### Text provided:

————

The invention relates to a process for preparing 4,4′-dichlorodiphenyl sulfone proceeding from monochlorobenzene, wherein the content in the monochlorobenzene used of hydrocarbons having from 5 to 8 carbon atoms is at most 100 ppm, based on the total weight of the monochlorobenzene used, including the secondary components.

The present invention further relates to the use of monochlorobenzene with the properties mentioned for preparation of 4,4′-dichlorodiphenyl sulfone.

4,4′-Dichlorodiphenyl sulfone is used especially as a monomer in the synthesis of polyarylene ether sulfones. Examples of commercial significance are polyether sulfone (polymerization of 4,4′-dihydroxydiphenyl sulfone with 4,4′-dichlorodiphenyl sulfone), polysulfone (polymerization of bisphenol A with 4,4′-dichlorodiphenyl sulfone) and polyphenylene sulfone (polymerization of 4,4′-dihydroxybiphenyl with 4,4′-dichlorodiphenyl sulfone). 4,4′-Dichlorodiphenyl sulfone is thus a central element for the preparation of these industrial polymers.

The preferred reactant for the preparation of polyarylene ether sulfones is high-purity 4,4′-dichlorodiphenyl sulfone, firstly since the 4,4′ isomer forms exclusively linear, nonangular polymers which have the desired product properties, for example chemical and thermal stability, high dimensional stability and low flammability, and secondly since impurities frequently lead to undesired discoloration and to a deterioration in the properties of the polymers.

Processes for preparing 4,4′-dichlorodiphenyl sulfone proceeding from monochlorobenzene are known from the prior art. The known processes comprise, more particularly, the preparation proceeding from monochlorobenzene and a sulfonating agent via 4-chlorobenzenesulfonic acid as an intermediate which is generally not isolated.

U.S. Pat. No. 2,593,001 describes a continuous process for preparing diaryl sulfones by reaction of aromatic sulfonic acids with aromatics, wherein the water of reaction is removed continuously from the reaction zone by the aromatic compound added in gaseous form in countercurrent.

————

### Given records:
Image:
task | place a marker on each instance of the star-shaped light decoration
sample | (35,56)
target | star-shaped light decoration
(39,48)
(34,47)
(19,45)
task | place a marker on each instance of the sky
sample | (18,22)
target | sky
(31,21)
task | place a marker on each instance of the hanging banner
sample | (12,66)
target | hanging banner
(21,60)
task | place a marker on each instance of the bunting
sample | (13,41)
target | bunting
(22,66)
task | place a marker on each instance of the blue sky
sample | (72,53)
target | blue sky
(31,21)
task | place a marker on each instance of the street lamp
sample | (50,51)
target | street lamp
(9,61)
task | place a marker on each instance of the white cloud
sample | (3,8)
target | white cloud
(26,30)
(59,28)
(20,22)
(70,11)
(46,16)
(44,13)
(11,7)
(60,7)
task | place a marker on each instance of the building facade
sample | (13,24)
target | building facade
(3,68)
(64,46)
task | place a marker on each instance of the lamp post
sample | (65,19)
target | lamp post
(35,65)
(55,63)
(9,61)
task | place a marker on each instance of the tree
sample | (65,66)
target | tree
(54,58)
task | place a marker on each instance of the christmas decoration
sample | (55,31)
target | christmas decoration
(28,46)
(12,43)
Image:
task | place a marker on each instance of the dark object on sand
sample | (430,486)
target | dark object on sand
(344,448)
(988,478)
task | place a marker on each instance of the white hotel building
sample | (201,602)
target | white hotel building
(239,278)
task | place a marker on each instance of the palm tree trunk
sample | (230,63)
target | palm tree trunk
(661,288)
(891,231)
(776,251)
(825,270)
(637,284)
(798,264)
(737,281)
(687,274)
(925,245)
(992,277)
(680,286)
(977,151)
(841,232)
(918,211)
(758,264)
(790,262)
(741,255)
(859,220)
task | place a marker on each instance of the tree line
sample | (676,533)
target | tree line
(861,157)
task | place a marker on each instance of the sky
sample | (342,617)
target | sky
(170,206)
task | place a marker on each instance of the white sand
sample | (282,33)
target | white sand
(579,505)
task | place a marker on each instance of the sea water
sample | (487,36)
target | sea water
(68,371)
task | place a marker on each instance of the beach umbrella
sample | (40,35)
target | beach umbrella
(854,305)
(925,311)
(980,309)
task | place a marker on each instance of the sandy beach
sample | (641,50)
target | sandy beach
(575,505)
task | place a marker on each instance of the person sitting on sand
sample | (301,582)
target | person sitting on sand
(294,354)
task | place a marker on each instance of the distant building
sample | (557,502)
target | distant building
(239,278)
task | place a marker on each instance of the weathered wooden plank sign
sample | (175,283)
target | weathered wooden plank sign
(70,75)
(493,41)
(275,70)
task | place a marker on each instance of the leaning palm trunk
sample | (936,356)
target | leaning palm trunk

————

### Work required:
From the passage on preparing 4,4′-dichlorodiphenyl sulfone, pull out the exact wording starting at "The preferred reactant" and ending at "generally not isolated.". The material plays no part in this work.

### Task response:
The preferred reactant for the preparation of polyarylene ether sulfones is high-purity 4,4′-dichlorodiphenyl sulfone, firstly since the 4,4′ isomer forms exclusively linear, nonangular polymers which have the desired product properties, for example chemical and thermal stability, high dimensional stability and low flammability, and secondly since impurities frequently lead to undesired discoloration and to a deterioration in the properties of the polymers.

Processes for preparing 4,4′-dichlorodiphenyl sulfone proceeding from monochlorobenzene are known from the prior art. The known processes comprise, more particularly, the preparation proceeding from monochlorobenzene and a sulfonating agent via 4-chlorobenzenesulfonic acid as an intermediate which is generally not isolated.